===== Data shown
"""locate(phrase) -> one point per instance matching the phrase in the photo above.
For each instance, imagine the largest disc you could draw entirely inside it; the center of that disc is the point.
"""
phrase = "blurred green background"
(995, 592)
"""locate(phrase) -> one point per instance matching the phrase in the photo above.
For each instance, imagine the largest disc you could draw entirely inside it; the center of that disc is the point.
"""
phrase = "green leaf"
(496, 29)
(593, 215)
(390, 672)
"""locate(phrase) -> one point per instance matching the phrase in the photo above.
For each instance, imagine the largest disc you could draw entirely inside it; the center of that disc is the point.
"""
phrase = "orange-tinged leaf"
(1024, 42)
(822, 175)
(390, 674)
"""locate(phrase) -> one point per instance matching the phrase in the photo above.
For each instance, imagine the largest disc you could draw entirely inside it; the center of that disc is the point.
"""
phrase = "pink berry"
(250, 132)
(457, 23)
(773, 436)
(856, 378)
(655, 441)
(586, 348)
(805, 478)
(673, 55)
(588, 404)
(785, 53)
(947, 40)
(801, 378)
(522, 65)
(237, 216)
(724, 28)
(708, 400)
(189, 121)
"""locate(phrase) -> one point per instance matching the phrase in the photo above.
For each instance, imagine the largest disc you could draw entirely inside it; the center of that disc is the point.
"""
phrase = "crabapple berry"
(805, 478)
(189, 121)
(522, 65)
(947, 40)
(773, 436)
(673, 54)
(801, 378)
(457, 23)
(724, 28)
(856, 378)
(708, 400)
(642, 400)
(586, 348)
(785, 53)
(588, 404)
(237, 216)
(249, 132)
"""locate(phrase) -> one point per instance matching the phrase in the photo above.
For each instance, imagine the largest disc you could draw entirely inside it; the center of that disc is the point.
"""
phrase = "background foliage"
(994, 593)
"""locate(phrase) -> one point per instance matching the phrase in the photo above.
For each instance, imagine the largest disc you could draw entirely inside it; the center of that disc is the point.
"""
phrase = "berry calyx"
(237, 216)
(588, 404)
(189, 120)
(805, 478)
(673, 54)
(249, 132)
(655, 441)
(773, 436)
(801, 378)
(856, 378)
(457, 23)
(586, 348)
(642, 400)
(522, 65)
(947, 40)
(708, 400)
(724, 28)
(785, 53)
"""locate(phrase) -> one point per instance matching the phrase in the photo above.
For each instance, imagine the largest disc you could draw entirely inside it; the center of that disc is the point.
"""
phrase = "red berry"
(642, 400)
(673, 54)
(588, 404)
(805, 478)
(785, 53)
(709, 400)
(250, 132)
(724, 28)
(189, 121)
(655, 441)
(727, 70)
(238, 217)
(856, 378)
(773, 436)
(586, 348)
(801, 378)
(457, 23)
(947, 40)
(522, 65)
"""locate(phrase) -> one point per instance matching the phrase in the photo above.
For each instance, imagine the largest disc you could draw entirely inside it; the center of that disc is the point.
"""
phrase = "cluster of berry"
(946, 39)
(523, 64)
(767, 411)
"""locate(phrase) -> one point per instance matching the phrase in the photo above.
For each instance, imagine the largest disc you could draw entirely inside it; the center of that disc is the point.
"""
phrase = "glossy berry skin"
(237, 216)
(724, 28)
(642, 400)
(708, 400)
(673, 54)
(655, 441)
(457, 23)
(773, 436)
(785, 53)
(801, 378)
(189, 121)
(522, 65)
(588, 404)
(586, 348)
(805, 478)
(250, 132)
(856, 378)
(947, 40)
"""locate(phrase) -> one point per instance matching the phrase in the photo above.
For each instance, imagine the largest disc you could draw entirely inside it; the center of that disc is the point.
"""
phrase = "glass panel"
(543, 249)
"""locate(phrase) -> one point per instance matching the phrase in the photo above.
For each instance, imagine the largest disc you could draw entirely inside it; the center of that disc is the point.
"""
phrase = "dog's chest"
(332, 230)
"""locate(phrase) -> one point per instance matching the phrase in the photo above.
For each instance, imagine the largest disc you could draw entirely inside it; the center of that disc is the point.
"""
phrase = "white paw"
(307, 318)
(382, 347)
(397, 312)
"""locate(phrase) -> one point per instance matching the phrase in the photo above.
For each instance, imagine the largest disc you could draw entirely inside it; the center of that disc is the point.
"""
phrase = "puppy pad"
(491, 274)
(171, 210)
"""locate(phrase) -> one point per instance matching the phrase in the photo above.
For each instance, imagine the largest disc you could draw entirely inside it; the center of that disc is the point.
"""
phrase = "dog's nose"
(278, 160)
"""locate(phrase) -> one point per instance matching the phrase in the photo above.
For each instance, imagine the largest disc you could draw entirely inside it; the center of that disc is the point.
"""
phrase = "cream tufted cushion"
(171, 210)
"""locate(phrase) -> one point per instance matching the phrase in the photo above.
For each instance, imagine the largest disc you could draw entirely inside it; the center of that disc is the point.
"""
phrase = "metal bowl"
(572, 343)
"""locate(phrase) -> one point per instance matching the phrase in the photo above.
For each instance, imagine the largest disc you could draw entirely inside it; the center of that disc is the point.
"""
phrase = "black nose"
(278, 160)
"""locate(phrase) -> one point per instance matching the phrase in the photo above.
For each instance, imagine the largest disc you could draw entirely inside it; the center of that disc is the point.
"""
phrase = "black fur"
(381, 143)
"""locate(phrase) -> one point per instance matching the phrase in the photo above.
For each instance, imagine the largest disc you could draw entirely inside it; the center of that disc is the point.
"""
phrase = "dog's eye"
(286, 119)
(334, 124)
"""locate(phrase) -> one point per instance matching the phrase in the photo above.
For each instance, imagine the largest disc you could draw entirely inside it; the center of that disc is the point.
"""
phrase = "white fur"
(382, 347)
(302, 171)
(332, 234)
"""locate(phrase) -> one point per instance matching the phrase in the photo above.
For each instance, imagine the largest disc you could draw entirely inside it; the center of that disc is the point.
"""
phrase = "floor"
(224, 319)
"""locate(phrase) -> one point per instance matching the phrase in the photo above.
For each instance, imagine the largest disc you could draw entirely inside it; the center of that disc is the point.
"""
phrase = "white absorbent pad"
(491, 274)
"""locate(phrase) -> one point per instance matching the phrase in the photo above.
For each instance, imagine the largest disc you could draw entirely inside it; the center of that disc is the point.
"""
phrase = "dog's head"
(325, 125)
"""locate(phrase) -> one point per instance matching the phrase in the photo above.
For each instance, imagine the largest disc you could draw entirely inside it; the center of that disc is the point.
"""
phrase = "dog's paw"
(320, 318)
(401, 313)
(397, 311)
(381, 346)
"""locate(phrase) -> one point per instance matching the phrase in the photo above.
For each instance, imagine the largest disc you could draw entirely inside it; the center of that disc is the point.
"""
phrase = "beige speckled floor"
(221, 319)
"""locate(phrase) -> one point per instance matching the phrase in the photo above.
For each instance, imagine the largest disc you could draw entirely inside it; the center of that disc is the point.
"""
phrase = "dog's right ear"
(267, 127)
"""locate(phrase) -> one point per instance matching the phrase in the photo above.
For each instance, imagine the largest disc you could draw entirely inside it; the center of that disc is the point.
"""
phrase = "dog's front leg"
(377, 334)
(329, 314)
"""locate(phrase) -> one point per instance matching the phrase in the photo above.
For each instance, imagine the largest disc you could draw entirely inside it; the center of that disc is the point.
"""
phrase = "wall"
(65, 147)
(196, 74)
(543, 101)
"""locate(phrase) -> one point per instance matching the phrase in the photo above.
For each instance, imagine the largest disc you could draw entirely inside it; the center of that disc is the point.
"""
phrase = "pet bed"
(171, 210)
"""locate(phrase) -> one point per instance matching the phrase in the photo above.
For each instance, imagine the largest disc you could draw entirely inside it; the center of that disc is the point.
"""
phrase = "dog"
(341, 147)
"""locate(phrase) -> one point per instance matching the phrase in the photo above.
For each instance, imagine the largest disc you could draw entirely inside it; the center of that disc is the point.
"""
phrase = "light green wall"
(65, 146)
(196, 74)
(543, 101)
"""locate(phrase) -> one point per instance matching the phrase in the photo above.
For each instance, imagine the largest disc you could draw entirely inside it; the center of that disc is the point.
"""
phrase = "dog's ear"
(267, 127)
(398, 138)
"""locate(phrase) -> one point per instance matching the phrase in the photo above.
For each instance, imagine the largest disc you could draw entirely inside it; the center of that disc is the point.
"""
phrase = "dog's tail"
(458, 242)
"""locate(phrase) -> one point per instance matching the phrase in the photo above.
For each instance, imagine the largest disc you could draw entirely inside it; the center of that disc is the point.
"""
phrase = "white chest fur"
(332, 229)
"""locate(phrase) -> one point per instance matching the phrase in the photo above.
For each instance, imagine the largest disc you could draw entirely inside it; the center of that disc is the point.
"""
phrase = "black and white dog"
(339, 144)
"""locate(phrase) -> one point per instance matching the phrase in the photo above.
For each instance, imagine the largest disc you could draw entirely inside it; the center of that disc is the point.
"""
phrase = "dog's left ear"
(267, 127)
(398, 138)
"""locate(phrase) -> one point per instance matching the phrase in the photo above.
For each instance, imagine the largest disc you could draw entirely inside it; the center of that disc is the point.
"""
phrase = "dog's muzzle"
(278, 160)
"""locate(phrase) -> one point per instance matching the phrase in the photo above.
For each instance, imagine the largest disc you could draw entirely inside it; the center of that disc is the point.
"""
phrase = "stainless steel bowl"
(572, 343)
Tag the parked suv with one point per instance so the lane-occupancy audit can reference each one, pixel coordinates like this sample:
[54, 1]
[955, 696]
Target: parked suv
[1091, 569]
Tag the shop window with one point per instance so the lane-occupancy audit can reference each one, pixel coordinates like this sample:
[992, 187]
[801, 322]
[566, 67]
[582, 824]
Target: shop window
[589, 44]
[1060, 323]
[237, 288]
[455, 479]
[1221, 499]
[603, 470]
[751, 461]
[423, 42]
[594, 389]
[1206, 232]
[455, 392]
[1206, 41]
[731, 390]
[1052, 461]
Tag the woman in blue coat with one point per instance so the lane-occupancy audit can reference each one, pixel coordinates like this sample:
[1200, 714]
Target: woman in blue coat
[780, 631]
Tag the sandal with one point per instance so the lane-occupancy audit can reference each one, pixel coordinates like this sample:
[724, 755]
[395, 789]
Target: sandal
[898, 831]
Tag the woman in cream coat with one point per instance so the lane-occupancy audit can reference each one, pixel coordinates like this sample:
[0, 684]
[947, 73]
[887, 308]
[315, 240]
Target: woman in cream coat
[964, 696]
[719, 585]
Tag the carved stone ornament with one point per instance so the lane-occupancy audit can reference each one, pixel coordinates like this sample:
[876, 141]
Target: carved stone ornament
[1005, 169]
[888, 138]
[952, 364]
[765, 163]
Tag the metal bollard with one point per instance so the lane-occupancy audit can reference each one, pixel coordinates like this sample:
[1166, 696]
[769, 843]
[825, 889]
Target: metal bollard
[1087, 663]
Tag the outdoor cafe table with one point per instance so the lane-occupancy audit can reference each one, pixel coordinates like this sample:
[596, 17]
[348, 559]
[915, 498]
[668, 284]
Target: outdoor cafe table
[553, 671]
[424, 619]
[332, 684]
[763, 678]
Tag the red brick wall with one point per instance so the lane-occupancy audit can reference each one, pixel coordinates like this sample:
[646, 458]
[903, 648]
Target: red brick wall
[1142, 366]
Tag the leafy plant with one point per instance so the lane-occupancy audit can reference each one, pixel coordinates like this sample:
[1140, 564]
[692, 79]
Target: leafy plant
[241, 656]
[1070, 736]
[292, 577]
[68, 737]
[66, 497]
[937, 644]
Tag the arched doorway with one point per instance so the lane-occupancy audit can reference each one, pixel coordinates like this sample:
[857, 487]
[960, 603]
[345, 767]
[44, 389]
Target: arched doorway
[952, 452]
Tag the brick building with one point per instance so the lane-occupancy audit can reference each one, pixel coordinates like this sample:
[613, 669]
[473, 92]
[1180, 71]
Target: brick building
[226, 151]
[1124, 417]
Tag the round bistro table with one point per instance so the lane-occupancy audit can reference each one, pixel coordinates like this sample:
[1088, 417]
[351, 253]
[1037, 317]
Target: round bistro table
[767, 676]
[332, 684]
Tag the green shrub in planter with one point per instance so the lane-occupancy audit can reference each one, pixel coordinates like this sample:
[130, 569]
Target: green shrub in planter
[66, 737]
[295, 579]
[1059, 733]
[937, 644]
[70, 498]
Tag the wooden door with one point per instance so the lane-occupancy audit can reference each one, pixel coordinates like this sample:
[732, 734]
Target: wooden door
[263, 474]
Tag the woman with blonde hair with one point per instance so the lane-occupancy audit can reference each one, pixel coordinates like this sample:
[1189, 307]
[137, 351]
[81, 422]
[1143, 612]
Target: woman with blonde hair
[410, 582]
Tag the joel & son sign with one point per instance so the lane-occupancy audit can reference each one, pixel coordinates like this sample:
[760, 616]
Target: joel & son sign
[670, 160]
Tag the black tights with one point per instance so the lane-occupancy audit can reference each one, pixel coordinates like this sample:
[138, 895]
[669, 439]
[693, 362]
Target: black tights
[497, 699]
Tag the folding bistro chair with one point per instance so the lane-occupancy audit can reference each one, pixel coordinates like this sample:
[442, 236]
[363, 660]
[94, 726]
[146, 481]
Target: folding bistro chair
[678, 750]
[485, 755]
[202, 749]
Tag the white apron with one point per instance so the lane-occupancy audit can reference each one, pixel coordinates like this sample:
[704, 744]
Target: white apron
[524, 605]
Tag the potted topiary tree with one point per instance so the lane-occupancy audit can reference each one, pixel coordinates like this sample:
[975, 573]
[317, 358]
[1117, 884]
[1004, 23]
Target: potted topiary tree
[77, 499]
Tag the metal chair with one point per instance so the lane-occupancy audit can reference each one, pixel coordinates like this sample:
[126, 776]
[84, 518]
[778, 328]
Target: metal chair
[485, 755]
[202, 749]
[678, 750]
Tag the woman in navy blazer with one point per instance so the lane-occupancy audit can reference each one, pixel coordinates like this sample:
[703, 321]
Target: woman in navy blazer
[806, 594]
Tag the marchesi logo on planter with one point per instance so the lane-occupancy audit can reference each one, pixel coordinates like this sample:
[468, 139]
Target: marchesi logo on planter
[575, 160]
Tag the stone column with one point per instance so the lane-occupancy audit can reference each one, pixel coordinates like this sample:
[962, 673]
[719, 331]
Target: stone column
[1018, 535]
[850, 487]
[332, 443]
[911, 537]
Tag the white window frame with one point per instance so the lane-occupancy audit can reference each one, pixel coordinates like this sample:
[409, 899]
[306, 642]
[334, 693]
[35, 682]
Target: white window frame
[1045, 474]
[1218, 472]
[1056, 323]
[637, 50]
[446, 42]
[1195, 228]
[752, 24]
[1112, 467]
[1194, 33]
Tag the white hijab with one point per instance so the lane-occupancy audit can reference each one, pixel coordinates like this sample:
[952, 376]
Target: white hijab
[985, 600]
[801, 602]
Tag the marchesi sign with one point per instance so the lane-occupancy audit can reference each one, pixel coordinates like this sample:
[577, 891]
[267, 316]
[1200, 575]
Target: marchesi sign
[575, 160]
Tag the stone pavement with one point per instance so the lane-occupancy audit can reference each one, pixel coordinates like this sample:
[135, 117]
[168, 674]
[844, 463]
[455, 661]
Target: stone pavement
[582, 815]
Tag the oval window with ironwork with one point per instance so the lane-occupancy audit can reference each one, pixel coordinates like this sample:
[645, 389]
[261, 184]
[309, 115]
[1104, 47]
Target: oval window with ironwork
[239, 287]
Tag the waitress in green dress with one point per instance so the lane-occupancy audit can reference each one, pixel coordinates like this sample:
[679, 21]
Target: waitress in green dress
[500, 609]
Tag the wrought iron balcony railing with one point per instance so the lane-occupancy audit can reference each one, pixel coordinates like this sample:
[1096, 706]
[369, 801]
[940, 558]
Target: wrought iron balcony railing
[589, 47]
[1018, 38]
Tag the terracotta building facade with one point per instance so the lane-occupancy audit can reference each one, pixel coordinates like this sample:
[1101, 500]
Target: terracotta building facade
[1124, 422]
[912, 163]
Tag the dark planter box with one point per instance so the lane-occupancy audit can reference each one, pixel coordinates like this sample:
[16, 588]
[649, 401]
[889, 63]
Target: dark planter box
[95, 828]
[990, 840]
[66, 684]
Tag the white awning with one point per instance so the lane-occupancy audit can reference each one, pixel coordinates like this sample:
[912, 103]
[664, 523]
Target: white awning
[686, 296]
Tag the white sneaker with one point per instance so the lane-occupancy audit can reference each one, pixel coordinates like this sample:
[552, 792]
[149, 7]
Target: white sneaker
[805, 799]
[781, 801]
==========
→ **Directions**
Return, without any change, only the lines from the one containing "Tag the wrought" through the last line of the entries above.

→ **Written response**
Tag the wrought iron balcony railing with one point per instance so the lane-occupancy audit can reference each one, pixel coordinates like this sample:
[1096, 706]
[369, 801]
[940, 558]
Target: wrought iron balcony railing
[589, 47]
[1018, 38]
Tag the terracotta building facade with one point per instance so the lane-occupancy audit can reference each one, pixel coordinates like this sample:
[1101, 500]
Target: terracotta building facade
[1124, 422]
[912, 163]
Tag the dark planter box with one point per instance so the lane-occupancy audit can reference each one, pixel coordinates like this sample:
[16, 588]
[649, 401]
[889, 63]
Target: dark planter box
[95, 828]
[990, 840]
[66, 684]
Tag the white awning with one point per instance so the lane-occupancy audit can reference each one, pixel coordinates like this sample:
[912, 103]
[664, 523]
Target: white awning
[686, 296]
Tag the white sneaker with one point per instance so the lane-occupancy audit can reference each one, pixel coordinates like this sample:
[552, 792]
[149, 7]
Target: white sneaker
[805, 799]
[781, 801]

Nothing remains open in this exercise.